### SHORT TASK
Reproduce every record exactly as it appears, but not the pictures.

** Start of RECORDS FOR THE TASK **

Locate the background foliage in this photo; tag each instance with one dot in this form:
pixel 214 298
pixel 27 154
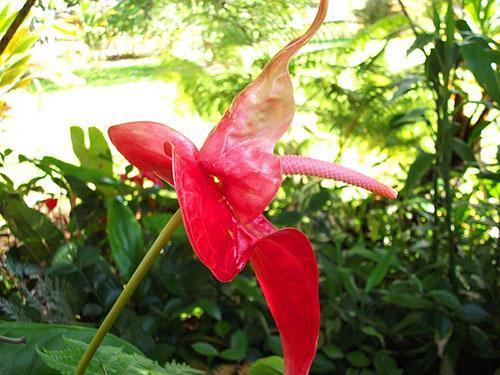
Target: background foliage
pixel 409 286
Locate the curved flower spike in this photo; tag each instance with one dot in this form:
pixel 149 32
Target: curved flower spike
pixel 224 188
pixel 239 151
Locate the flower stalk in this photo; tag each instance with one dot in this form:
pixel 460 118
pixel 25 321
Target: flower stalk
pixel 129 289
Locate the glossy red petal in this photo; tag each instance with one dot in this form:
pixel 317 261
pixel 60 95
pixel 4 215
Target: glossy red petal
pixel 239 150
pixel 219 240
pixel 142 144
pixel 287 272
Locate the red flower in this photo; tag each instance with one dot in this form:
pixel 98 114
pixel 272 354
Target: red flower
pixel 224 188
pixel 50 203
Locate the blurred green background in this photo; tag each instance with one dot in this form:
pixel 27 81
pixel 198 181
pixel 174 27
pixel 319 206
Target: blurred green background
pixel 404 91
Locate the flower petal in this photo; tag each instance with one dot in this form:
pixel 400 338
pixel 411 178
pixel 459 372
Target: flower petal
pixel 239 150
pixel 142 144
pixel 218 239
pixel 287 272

** End of RECORDS FOR THE TASK **

### RESPONSE TO THE EXERCISE
Locate the background foliage in this photo; tag each instance with one dot in this form:
pixel 214 298
pixel 27 154
Target: background foliage
pixel 409 286
Locate the curved flower spike in this photo; tag each instance with one dot in this form:
pixel 149 32
Target: curved flower spike
pixel 224 188
pixel 239 151
Locate the flower stalk in this photo; tag each instance with one dot in this form:
pixel 460 118
pixel 25 321
Target: flower stalk
pixel 129 289
Locate the glossy red petal in this photo; tag each instance with one dot in this form:
pixel 317 261
pixel 60 95
pixel 4 215
Target: glossy red petal
pixel 239 150
pixel 219 240
pixel 142 144
pixel 287 272
Locate the red flower in this photo; tag each instance with one dot in this form:
pixel 98 114
pixel 272 354
Target: red flower
pixel 224 188
pixel 50 203
Locate the blurred green background in this photo; tag each instance with one dot in this form:
pixel 27 81
pixel 198 181
pixel 174 27
pixel 319 206
Target: blurred green background
pixel 404 91
Locate the flower petal in this photo; tag each instance with one dot in this form:
pixel 400 338
pixel 411 178
pixel 459 372
Target: flower petal
pixel 239 150
pixel 142 144
pixel 218 239
pixel 287 272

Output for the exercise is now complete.